Task objective
Please locate each line below that contains the string "number" and copy those lines. Matching is case-sensitive.

-- START Excerpted data --

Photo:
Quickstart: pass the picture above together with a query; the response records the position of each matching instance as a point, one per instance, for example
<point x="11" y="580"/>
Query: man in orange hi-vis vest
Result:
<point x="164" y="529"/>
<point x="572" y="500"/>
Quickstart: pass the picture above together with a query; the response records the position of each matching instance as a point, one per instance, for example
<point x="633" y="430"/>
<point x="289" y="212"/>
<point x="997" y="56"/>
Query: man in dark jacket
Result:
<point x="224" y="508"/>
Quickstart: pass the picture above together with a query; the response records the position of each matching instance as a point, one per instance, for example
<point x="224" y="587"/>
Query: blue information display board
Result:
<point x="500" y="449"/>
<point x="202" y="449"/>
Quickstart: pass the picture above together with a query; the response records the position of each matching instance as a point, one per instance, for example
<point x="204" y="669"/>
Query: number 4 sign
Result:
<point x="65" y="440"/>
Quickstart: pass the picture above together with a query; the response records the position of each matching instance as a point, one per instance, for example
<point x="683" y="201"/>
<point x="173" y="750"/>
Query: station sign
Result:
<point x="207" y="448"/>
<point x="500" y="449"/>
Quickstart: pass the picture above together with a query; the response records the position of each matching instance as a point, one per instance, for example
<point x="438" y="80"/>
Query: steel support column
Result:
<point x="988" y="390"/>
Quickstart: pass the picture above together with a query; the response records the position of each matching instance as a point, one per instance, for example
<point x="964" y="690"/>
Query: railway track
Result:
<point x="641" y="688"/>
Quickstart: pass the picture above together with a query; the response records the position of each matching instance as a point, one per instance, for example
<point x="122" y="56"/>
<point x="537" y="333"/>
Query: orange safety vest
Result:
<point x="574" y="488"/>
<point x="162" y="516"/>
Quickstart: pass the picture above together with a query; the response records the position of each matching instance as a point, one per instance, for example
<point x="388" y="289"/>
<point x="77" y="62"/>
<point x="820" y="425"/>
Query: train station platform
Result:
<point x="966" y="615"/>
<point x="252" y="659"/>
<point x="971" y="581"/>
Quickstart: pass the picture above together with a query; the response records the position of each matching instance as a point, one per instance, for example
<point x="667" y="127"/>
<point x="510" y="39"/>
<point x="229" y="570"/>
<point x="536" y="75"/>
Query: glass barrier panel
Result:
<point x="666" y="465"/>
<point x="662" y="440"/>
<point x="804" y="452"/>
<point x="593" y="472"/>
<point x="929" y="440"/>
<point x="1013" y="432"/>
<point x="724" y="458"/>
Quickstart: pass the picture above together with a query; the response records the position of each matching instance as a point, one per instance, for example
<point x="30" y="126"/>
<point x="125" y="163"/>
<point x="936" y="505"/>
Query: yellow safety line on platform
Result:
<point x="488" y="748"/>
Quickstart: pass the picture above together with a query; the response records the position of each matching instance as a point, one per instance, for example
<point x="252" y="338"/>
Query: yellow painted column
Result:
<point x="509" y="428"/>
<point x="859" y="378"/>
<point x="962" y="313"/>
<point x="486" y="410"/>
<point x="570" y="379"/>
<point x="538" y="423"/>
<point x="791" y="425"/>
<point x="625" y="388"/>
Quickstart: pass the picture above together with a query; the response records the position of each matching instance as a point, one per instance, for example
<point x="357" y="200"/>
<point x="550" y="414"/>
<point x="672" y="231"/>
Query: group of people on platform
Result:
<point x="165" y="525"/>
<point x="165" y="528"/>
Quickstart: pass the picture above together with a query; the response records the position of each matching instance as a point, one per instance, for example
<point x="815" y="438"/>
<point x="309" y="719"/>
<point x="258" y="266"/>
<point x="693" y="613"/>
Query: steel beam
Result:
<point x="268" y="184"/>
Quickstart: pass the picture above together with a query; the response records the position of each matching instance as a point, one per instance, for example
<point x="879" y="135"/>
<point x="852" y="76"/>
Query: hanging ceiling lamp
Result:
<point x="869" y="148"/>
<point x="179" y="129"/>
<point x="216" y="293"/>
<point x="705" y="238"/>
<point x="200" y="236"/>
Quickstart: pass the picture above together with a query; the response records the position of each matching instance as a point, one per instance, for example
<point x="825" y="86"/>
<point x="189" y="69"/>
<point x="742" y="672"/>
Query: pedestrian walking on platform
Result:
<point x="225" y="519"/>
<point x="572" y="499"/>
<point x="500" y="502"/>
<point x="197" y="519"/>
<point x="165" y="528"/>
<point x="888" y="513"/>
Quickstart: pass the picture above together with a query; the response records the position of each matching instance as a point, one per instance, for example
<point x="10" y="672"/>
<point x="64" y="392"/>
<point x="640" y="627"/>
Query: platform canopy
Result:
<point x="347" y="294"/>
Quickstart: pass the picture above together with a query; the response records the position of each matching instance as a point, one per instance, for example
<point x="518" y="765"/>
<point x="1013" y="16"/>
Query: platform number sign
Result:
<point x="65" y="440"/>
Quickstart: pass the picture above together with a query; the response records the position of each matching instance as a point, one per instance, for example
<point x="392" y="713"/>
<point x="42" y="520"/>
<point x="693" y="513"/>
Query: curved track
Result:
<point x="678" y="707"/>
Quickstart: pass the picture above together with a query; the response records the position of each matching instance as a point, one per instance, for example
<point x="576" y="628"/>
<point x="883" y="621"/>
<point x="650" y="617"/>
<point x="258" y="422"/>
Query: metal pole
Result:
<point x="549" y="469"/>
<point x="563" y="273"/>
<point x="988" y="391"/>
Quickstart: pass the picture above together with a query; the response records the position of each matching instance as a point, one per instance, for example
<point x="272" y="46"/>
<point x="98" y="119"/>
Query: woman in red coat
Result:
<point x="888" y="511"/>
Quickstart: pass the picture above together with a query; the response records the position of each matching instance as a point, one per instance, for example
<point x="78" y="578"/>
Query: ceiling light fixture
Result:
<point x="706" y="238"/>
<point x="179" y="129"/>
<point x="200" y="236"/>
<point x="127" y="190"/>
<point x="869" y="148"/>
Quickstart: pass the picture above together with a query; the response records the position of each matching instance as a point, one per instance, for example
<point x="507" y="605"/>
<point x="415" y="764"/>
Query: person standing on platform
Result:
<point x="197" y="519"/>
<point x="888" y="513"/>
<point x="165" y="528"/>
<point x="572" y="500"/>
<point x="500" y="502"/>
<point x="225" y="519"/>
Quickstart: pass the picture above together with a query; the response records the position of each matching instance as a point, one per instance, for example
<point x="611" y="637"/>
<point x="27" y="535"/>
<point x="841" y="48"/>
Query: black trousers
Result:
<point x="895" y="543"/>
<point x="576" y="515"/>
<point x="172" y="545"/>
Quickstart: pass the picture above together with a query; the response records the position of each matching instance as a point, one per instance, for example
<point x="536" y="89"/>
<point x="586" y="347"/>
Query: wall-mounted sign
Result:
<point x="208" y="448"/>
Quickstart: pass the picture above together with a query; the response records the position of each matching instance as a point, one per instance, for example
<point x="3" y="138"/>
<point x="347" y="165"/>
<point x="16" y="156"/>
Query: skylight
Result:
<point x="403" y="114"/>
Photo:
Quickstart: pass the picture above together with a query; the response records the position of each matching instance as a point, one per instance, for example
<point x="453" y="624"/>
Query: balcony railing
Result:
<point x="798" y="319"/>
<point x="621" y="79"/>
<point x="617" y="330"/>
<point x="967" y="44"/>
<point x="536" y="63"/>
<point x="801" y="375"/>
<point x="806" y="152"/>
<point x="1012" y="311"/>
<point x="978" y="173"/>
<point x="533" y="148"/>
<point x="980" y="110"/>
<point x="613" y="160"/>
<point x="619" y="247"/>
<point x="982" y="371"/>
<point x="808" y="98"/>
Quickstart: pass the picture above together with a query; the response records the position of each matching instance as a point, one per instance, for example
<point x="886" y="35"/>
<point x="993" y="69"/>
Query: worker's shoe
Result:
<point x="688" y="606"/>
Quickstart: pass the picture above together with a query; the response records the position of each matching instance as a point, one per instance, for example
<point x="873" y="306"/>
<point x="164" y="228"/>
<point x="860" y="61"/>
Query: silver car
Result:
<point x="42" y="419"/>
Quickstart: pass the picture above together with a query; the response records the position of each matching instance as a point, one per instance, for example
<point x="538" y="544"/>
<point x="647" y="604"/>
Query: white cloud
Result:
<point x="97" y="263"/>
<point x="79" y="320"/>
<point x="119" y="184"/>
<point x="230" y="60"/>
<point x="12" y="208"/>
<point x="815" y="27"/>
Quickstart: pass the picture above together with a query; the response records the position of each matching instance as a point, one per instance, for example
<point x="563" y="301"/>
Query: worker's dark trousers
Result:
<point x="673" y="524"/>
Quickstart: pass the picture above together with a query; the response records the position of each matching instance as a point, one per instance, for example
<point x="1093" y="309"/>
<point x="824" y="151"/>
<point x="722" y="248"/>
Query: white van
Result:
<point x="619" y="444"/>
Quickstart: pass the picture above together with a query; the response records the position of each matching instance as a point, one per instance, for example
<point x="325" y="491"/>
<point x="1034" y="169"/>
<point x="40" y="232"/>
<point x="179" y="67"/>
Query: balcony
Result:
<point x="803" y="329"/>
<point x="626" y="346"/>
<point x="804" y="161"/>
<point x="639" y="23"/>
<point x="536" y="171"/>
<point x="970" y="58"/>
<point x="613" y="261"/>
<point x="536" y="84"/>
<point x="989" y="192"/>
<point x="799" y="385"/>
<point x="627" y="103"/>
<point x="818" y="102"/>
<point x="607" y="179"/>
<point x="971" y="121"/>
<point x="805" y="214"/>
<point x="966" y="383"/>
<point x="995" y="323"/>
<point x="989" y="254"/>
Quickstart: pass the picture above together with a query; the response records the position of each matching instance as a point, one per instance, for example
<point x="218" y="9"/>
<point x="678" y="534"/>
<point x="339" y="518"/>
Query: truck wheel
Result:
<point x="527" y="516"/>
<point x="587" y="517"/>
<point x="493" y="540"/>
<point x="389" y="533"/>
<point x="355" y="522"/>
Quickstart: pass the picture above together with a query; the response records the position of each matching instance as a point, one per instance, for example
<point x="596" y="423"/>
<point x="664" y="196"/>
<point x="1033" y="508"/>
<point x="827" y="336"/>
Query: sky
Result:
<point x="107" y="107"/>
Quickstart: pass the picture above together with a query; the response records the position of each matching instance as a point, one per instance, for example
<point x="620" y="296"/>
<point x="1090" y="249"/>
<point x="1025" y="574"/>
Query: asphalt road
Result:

-- END Excerpted data --

Response to this task
Query: number 4 sign
Query: platform number sign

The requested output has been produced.